Instructions to follow: Can you copy every line of the data below character for character, changing nothing?

Given entries:
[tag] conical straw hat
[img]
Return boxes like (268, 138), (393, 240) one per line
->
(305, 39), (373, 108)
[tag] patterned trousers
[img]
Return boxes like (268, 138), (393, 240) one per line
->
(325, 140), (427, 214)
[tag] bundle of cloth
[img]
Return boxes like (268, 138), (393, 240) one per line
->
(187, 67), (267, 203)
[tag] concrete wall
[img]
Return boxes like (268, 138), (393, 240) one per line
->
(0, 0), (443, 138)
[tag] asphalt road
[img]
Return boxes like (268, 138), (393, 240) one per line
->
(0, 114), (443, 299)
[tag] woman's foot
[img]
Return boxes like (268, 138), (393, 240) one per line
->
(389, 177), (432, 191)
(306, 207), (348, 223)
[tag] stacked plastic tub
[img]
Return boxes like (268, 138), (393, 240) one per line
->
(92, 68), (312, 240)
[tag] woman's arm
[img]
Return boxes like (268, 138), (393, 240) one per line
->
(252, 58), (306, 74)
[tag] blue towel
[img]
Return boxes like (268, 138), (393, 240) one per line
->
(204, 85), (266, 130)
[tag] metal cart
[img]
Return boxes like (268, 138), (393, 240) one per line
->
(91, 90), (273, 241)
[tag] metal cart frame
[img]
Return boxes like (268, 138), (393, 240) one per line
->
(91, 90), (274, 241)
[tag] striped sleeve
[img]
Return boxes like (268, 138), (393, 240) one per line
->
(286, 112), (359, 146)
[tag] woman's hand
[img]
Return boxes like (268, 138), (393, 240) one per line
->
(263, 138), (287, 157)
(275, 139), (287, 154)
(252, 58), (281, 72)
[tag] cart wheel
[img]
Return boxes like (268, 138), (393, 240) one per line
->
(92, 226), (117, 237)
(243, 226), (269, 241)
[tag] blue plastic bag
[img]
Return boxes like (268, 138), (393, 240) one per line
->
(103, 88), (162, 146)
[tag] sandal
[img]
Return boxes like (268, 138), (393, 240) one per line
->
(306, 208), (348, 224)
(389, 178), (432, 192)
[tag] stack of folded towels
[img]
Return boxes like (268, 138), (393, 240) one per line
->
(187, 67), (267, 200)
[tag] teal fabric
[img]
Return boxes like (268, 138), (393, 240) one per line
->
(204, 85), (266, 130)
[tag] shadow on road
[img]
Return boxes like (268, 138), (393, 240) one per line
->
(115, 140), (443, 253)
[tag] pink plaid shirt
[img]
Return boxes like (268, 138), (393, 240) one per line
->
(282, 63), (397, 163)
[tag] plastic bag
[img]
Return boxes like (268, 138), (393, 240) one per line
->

Task result:
[tag] conical straw hat
[img]
Return boxes like (268, 138), (393, 240) one per line
->
(305, 39), (373, 108)
[tag] patterned trousers
[img]
Return boxes like (268, 138), (393, 240) one per line
->
(325, 140), (427, 214)
[tag] bundle of cloth
[img]
Return boxes like (268, 138), (393, 240) one per line
->
(187, 67), (267, 203)
[tag] concrete wall
[img]
Return boxes like (268, 138), (393, 240) one per line
->
(0, 0), (443, 138)
[tag] asphalt road
[img]
Return boxes like (268, 138), (393, 240) one per line
->
(0, 114), (443, 299)
[tag] woman's foot
[img]
Return boxes like (268, 138), (393, 240) one per line
->
(389, 177), (432, 191)
(306, 207), (348, 223)
[tag] stacked plastic tub
[img]
Return boxes like (268, 138), (393, 240) one per line
->
(92, 68), (312, 240)
[tag] woman's arm
[img]
Return boxes like (268, 138), (393, 240) one per line
->
(252, 58), (306, 74)
[tag] blue towel
[img]
Return boxes like (268, 138), (393, 240) one per line
->
(204, 85), (266, 130)
[tag] metal cart
[img]
Return boxes like (268, 138), (393, 240) one per line
->
(91, 90), (273, 241)
[tag] metal cart frame
[img]
Return boxes like (268, 138), (393, 240) one per line
->
(91, 90), (274, 241)
[tag] striped sleeve
[img]
Return boxes like (268, 138), (393, 240) one per line
->
(286, 112), (359, 146)
[tag] woman's hand
[img]
Return boxes like (268, 138), (393, 240) one per line
->
(263, 138), (287, 157)
(275, 139), (287, 154)
(252, 58), (281, 72)
[tag] cart wheel
[img]
Return boxes like (268, 138), (393, 240) one per line
->
(92, 226), (117, 237)
(243, 226), (269, 241)
[tag] blue plastic bag
[img]
Return boxes like (268, 138), (393, 240) one per line
->
(103, 88), (162, 146)
[tag] sandal
[img]
Return boxes like (268, 138), (393, 240) one per line
->
(306, 208), (348, 224)
(389, 178), (432, 192)
[tag] stack of folded towels
[img]
Return boxes like (268, 138), (393, 240) one per line
->
(187, 67), (267, 200)
[tag] teal fabric
[img]
Return boxes like (268, 138), (393, 240) one per line
->
(204, 85), (266, 130)
[tag] shadow on road
[img]
Return boxes like (268, 138), (393, 240) one per line
->
(115, 140), (443, 253)
[tag] pink plaid shirt
[img]
Return boxes like (268, 138), (393, 240) one per line
->
(282, 63), (397, 163)
[tag] plastic bag
[img]
Return boxes like (268, 138), (393, 240) one per line
->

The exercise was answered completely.